• **QUOTED PASSAGE**
Significance

If you were to take any two random variables and correlate them together, you will still get a correlation value.

You may think that if the two variables are random, then the correlation will be close to zero…well, you are wrong.

It turns out that even by random chance alone, two variables may still be correlated. The chances of getting a higher correlation increase the lower the sample size.

Just think about it, if you were to correlate any two data points, almost certainly your correlation will be 1 or -1.

To address this potential caveat, we need to assess the “Significance” of the correlation. Basically, can the correlation you found emerge by chance alone?

That word “significance or significant” is tricky because it implies a level or threshold of error you are willing to take. That threshold is called critical value, commonly identified with the letter alpha, \(\alpha\). Again it is the margin of error you are willing to accept as error.

In biology, we normally give ourselves a 5% chance of being wrong (p<0.05). But at times, it is preferable to be more certain and we take only a 1% chance (p<0.01). At times rather, you just provide the exact probability of the correlation being random, in which case we provide the exact p-value.

Remember that the parameter \(n\) is call sample size.

• **DATA PROVIDED**
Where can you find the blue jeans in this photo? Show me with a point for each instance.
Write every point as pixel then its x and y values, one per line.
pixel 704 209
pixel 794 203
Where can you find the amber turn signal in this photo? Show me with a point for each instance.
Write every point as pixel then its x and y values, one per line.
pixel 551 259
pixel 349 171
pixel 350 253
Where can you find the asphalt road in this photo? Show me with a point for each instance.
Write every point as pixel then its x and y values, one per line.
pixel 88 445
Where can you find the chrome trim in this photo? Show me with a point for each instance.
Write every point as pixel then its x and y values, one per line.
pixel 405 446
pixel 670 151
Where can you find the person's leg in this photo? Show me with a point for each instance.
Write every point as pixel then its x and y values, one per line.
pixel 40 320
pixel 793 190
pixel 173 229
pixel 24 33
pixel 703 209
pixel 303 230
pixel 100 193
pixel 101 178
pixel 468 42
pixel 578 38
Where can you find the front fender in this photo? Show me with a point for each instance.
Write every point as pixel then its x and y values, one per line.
==
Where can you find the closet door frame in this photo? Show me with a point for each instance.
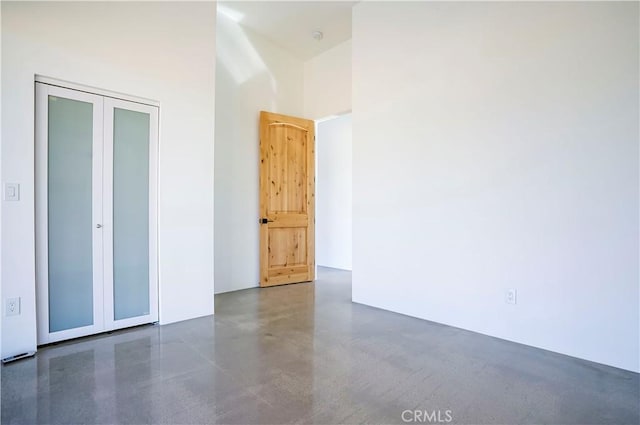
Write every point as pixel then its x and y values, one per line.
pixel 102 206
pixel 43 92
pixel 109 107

• **ASSIGNMENT A**
Decide whether each statement agrees with the passage on correlation significance. Answer yes or no for each, and quote the words from the passage that decide it.
(i) Correlating two random variables will give a value close to zero.
(ii) A smaller sample size raises the chances of getting a higher correlation by chance alone.
(iii) In biology, a 5% chance of being wrong is normally accepted.
• **ASSIGNMENT B**
Resume the passage on correlation significance, picking up after its final sentence.
The data have no connection to the passage on correlation significance.

• **EXERCISE OUTPUT A**
(i) No: "You may think that if the two variables are random, then the correlation will be close to zero…well, you are wrong."
(ii) Yes: "The chances of getting a higher correlation increase the lower the sample size."
(iii) Yes: "In biology, we normally give ourselves a 5% chance of being wrong (p<0.05)."

• **EXERCISE OUTPUT B**
correlation tables

For the case of the correlation, the significance of the correlation can be assessed quickly with a probability table, as the one shown below:

Figure 6.10: Significance of correlations

Lets use the example we have been working on about the relationship between the time students study and their grades. In that case, \(r\)=0.98 and the sample size \(n\) was 5 students.

Is that coefficient of correlation significant?. Can I obtain a similarly high correlation, ifor any similar set of random variables?.

To find out, you first select your critical value, \(\alpha\), lets choose 0.05. In this case, the second column in the table above will be the one we are interested on.

Next, you scroll-down column one until the sample size in the table matches ours (that is 5).

At that row, if you look over the value in the second column, that is the coefficient of correlation of any two random variables with five points. In our case, that value is 0.88.

Our correlation coefficients was larger, \(r\)=0.98, meaning that it is unlikely our correlation could occur by chance alone.

There you have it: the more time you study the better grades you get, now demonstrated mathematically. Take a couple tokens, gh, so you do not forget that conclusion!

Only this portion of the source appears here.